Stated exercise. Copy out every line exactly as given.

Entries from a dataset
⁂

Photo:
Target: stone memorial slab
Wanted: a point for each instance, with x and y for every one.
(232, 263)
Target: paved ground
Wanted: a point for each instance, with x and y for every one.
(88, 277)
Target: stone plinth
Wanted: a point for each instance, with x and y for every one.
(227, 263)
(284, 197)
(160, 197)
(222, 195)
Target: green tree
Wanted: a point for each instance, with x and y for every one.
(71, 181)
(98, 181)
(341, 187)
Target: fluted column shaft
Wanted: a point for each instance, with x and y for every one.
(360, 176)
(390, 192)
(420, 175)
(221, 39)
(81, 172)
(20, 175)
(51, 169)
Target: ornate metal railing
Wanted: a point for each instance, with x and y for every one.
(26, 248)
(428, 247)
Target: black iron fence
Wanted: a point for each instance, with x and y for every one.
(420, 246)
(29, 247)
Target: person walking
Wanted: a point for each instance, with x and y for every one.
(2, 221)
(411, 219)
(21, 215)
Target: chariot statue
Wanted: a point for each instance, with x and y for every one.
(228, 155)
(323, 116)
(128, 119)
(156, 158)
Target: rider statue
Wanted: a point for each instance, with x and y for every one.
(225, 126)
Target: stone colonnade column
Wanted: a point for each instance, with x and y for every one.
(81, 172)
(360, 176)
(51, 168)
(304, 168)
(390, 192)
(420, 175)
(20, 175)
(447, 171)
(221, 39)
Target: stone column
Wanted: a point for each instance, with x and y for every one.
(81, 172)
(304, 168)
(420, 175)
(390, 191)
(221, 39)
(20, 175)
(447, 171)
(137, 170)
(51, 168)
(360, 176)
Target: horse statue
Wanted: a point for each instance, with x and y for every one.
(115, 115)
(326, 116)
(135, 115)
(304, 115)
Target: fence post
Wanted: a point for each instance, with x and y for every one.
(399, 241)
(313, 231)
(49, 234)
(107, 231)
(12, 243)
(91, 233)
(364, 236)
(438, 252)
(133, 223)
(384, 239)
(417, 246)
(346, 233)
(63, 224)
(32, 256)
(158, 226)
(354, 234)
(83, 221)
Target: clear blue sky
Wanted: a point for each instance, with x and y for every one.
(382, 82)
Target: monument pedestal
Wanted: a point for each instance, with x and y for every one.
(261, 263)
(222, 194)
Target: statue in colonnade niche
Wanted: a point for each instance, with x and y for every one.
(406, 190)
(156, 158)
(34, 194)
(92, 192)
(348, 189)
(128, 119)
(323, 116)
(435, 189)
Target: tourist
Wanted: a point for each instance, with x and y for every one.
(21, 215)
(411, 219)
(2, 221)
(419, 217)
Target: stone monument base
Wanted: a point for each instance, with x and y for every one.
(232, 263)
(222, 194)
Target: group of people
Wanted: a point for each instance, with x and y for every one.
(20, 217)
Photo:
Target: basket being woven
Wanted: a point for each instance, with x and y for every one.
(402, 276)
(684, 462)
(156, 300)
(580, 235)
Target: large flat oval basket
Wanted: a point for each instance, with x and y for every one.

⁂

Correct output.
Photo:
Target: stone memorial slab
Wanted: a point for each instance, with x and y for every one.
(232, 263)
Target: paved ground
Wanted: a point for each instance, with x and y for every one.
(88, 277)
Target: stone plinth
Wanted: a point for each instance, with x and y for every one.
(227, 263)
(284, 197)
(160, 197)
(222, 195)
Target: green tree
Wanted: a point for each instance, with x and y for every one.
(71, 181)
(98, 181)
(341, 187)
Target: fluted column shaft
Wanted: a point for each instance, with x and y for every one.
(360, 176)
(390, 192)
(420, 175)
(221, 39)
(81, 172)
(20, 175)
(51, 169)
Target: ornate metal railing
Wanted: a point for each instance, with x and y for every one.
(26, 248)
(428, 247)
Target: black iron fence
Wanted: a point for each instance, with x and y for every one.
(420, 246)
(29, 247)
Target: person walking
Wanted: a point for each instance, with x and y for every one.
(2, 221)
(411, 219)
(21, 215)
Target: chariot statue
Wanted: a point for each instance, with x and y for every one.
(228, 155)
(323, 116)
(128, 119)
(156, 158)
Target: rider statue
Wanted: a point for each instance, with x and y for every one.
(225, 126)
Target: stone colonnade column
Wanted: a point for each instance, with x and y for every one.
(81, 172)
(360, 176)
(51, 168)
(304, 168)
(390, 192)
(420, 175)
(20, 175)
(447, 171)
(221, 39)
Target: stone column
Wanted: a point for each instance, with x and y for every one.
(81, 172)
(304, 168)
(420, 175)
(390, 191)
(221, 39)
(20, 175)
(447, 171)
(137, 170)
(51, 168)
(360, 176)
Target: horse statue
Wanted: a point for each instance, with x and y for every one.
(115, 115)
(326, 116)
(135, 115)
(304, 115)
Target: fence post
Wanted: a point for each instance, with x and y for every one.
(399, 241)
(313, 231)
(49, 234)
(107, 231)
(12, 243)
(91, 233)
(364, 236)
(438, 252)
(133, 223)
(384, 239)
(417, 246)
(346, 233)
(63, 224)
(32, 256)
(158, 226)
(354, 234)
(83, 221)
Target: clear blue sky
Wanted: a point for each instance, with x and y for every one.
(382, 82)
Target: monument pedestal
Wanted: a point for each instance, with x and y for every one.
(261, 263)
(222, 194)
Target: statue in colonnade niche
Wanted: a point for each instance, with x and y for every one.
(406, 190)
(156, 158)
(34, 194)
(92, 192)
(348, 189)
(128, 119)
(323, 116)
(435, 189)
Target: tourist
Wanted: a point for each instance, with x and y for every one.
(21, 215)
(411, 219)
(2, 221)
(419, 217)
Target: stone monument base
Wanted: a point for each instance, with x and y for every one.
(232, 263)
(222, 194)
Target: group of people
Wanted: a point for each instance, with x and y for every one.
(20, 217)
Photo:
Target: basket being woven
Wanted: a point for each instance, with x and y for every one.
(402, 276)
(684, 462)
(156, 300)
(580, 235)
Target: large flat oval basket
Wanted: a point for each instance, with x and y for every one.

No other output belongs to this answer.